## EXERCISE:
Search the data for the word "leaf" and copy each line that has it.
[SOURCE DATA — start]
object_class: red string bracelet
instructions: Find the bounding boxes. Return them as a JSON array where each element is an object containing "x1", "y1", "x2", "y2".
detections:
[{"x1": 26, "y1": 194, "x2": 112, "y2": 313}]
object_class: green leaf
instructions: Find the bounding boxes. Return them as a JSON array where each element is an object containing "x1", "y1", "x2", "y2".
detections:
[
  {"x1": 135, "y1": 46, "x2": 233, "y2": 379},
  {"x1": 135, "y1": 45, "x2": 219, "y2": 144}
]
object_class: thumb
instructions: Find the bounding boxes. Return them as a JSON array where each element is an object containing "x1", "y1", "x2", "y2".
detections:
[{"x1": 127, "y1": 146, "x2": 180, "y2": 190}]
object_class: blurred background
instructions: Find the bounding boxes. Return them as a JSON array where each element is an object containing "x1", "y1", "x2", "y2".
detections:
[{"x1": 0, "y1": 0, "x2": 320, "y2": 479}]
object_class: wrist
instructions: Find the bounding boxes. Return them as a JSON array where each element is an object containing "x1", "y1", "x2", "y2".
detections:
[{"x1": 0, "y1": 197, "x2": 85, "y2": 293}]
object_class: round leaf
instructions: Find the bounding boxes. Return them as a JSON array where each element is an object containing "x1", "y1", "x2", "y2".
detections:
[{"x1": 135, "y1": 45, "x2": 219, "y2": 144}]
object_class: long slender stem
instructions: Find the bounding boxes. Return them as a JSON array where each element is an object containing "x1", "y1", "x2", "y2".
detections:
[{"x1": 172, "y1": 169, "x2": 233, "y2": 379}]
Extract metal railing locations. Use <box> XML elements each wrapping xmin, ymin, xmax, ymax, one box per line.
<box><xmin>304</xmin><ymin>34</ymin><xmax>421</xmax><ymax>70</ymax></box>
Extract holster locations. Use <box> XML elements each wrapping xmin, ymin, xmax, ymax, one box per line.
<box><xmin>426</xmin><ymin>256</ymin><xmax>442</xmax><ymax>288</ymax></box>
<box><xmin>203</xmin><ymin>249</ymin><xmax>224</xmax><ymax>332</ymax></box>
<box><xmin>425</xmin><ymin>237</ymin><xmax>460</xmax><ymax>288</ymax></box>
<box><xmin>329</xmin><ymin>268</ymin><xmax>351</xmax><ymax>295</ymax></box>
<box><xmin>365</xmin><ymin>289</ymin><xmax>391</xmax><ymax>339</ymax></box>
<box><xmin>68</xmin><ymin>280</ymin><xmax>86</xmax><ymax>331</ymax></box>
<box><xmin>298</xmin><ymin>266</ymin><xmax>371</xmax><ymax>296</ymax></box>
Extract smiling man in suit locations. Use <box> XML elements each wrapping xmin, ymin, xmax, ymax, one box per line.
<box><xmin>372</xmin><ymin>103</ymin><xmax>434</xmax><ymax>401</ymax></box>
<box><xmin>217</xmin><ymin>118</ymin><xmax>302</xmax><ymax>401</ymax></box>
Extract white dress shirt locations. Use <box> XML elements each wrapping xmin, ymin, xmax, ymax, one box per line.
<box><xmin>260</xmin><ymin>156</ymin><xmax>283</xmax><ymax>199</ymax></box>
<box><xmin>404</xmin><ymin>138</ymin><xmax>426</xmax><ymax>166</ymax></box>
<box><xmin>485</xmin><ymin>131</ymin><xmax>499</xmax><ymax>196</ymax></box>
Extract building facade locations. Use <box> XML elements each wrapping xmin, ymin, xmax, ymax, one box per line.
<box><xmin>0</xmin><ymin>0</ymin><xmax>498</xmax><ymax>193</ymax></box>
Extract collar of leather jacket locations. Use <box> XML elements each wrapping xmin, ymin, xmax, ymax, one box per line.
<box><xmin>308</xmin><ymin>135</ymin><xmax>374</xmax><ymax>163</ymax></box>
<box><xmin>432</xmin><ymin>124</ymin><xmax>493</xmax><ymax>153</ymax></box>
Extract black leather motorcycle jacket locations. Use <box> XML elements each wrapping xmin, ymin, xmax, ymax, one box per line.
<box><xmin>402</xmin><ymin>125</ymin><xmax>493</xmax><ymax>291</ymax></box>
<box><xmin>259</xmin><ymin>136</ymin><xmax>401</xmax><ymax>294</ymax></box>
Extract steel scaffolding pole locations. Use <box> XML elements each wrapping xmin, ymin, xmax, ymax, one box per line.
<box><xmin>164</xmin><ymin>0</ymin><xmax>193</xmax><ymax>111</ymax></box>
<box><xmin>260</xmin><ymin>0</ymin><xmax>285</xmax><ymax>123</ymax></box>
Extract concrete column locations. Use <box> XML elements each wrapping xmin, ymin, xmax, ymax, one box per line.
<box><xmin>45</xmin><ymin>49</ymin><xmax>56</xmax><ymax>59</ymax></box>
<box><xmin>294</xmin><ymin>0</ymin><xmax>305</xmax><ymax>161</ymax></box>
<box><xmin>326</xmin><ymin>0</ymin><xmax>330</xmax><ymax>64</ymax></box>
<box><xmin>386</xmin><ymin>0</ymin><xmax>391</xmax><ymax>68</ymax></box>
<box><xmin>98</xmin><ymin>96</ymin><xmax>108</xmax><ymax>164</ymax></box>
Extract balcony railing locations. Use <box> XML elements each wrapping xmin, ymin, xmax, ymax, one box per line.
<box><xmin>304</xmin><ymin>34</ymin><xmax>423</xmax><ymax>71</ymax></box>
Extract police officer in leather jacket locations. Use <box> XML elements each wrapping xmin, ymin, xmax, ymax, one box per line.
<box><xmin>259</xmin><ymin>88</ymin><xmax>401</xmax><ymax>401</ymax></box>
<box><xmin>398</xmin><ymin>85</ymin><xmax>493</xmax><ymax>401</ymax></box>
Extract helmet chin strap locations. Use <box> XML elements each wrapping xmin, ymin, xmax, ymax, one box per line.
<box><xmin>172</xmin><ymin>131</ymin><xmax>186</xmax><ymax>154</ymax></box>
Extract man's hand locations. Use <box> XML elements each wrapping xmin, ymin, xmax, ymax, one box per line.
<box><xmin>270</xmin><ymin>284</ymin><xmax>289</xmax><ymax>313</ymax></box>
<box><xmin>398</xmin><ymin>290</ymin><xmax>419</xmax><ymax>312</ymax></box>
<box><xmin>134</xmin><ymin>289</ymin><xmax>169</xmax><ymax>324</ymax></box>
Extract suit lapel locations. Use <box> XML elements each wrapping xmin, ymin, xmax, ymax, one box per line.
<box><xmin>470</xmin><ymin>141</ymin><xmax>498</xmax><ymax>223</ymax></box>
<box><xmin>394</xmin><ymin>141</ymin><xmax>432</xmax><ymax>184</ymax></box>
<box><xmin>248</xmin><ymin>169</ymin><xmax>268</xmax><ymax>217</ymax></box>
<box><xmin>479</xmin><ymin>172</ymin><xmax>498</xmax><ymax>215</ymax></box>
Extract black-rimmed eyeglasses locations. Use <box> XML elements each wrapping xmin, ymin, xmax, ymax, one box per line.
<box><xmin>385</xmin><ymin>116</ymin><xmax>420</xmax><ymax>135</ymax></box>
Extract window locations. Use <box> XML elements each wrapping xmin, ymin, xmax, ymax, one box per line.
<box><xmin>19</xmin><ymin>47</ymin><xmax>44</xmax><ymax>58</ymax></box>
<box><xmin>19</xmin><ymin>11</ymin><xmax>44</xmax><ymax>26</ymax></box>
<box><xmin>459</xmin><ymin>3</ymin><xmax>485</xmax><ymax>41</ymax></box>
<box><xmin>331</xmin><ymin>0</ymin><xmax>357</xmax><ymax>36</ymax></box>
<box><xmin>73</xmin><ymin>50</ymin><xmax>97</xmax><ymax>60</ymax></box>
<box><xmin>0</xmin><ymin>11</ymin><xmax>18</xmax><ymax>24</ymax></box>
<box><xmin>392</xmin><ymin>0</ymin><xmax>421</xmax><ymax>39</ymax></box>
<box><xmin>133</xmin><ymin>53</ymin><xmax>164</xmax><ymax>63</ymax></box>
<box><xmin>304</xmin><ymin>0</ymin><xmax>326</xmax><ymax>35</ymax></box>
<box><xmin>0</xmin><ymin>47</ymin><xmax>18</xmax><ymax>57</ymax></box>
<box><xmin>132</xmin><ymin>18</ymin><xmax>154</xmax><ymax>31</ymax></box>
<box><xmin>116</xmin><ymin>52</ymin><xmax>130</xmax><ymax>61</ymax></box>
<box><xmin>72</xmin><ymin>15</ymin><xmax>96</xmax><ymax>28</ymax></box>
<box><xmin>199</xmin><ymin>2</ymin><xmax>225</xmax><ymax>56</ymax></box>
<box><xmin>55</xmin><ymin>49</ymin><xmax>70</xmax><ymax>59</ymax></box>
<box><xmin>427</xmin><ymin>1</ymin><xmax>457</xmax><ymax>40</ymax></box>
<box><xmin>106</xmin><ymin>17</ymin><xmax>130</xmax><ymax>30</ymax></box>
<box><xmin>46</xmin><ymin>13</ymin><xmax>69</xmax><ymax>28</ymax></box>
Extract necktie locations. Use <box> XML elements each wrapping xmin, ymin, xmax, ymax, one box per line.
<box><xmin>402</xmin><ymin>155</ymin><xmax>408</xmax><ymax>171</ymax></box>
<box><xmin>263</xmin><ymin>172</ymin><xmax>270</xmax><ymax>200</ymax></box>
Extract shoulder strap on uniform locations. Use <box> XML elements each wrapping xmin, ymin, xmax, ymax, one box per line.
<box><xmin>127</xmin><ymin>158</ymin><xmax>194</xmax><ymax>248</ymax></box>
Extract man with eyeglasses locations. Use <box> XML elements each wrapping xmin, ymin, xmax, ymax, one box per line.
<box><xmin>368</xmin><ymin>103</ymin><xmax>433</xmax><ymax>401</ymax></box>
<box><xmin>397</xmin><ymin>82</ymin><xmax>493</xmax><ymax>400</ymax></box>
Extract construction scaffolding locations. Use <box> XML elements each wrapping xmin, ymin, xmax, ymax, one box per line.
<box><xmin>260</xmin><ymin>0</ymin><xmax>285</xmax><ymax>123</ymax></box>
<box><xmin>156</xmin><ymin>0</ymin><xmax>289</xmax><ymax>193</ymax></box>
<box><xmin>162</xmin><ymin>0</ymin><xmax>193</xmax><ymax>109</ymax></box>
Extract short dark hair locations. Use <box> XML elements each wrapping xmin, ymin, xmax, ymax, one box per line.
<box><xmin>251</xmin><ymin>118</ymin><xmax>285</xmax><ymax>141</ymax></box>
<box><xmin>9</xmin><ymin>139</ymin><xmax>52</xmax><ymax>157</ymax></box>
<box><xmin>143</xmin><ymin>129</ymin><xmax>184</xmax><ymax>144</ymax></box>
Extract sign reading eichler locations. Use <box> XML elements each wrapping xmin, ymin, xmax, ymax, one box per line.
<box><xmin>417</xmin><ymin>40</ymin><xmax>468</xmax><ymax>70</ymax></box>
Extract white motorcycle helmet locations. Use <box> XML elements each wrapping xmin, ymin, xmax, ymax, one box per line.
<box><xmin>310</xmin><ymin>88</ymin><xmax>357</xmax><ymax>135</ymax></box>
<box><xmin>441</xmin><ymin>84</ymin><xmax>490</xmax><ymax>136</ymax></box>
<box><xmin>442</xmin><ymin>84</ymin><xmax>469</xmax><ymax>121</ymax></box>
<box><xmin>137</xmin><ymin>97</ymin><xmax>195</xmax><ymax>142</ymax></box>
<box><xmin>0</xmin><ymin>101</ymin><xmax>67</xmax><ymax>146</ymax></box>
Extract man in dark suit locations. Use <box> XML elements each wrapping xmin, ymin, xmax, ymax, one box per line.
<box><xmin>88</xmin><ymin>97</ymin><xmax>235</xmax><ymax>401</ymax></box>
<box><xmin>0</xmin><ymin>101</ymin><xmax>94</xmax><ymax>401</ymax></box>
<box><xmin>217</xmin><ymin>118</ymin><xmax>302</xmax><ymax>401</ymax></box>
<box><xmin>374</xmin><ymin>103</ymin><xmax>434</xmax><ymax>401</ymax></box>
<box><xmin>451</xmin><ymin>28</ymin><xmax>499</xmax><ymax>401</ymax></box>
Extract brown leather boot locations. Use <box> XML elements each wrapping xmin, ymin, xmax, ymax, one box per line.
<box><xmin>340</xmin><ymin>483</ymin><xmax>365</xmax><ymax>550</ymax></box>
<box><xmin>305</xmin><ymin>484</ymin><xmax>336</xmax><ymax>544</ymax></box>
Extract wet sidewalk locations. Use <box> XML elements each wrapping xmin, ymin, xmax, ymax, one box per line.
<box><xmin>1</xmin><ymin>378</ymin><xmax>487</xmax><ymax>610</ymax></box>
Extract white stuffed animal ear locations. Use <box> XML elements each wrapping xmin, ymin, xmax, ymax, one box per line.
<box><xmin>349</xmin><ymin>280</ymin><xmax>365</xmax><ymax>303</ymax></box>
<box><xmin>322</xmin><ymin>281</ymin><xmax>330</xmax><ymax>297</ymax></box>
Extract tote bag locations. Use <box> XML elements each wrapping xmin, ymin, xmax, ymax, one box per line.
[SOURCE DATA — finish]
## OUTPUT FOR THIS EXERCISE:
object_class: green leaf
object_class: round leaf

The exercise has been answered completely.